• **Aangeleverde tekst**
────────────────────────────────────────

OM vordert opheffing voorlopige hechtenis verdachte Ros in Passage

Het Openbaar Ministerie (OM) heeft de opheffing van de voorlopige hechtenis van Fred Ros gevorderd. Ros is verdachte in het zogeheten liquidatieproces Passage. In september 2014 sloot hij een overeenkomst met het OM: in ruil voor verklaringen in een aantal zaken zou het OM de strafeis in hoger beroep matigen tot 15 jaar. Met het sluiten van de overeenkomst werd Ros de tweede kroongetuige in het Passageproces.

Het proces Passage gaat over een aantal liquidaties en een aantal pogingen daartoe dan wel voorbereidingen daarvan. Een aantal verdachten wordt ook deelname aan een criminele organisatie (gericht op het plegen van liquidaties) verweten, alsmede overtreding van de vuurwapenwet.

De rechtbank heeft in januari 2013, na een proces van circa vijf jaar, vonnissen gewezen in Passage. Nadat tegen Ros een levenslange gevangenisstraf was geëist, legde de rechtbank hem 30 jaar op, onder meer voor zijn rol bij een liquidatie. Ros heeft hoger beroep ingesteld tegen dat vonnis, het OM niet.

Voor de verdenkingen in Passage is Ros op 3 augustus 2006 in Spanje gearresteerd. Op 3 augustus 2016 zit hij derhalve 10 jaar vast. Uitgaand van een straf van 15 jaar, komt Ros op die datum in aanmerking voor voorwaardelijke invrijheidstelling (v.i.).

────────────────────────────────────────

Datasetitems
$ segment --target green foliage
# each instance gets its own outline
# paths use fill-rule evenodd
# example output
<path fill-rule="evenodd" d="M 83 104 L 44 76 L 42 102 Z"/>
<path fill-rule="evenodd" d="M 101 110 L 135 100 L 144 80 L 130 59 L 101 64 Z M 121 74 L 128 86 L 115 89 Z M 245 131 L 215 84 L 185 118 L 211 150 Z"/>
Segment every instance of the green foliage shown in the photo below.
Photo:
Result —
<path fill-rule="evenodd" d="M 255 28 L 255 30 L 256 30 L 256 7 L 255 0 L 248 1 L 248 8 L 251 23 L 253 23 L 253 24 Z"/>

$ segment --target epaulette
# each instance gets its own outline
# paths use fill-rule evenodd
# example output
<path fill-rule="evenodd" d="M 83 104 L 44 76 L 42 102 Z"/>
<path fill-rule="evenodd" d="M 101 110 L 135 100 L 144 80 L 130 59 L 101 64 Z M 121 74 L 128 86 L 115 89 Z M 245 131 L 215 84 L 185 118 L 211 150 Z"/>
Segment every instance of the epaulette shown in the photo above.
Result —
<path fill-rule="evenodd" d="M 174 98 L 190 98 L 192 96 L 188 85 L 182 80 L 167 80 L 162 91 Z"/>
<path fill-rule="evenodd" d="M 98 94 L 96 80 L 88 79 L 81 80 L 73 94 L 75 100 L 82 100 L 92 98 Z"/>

────────────────────────────────────────

• **Opdracht**
Op welke datum is Ros volgens de aangeleverde tekst in Spanje gearresteerd? Je hebt de items niet nodig.

• **Jouw oplossing**
Op 3 augustus 2006.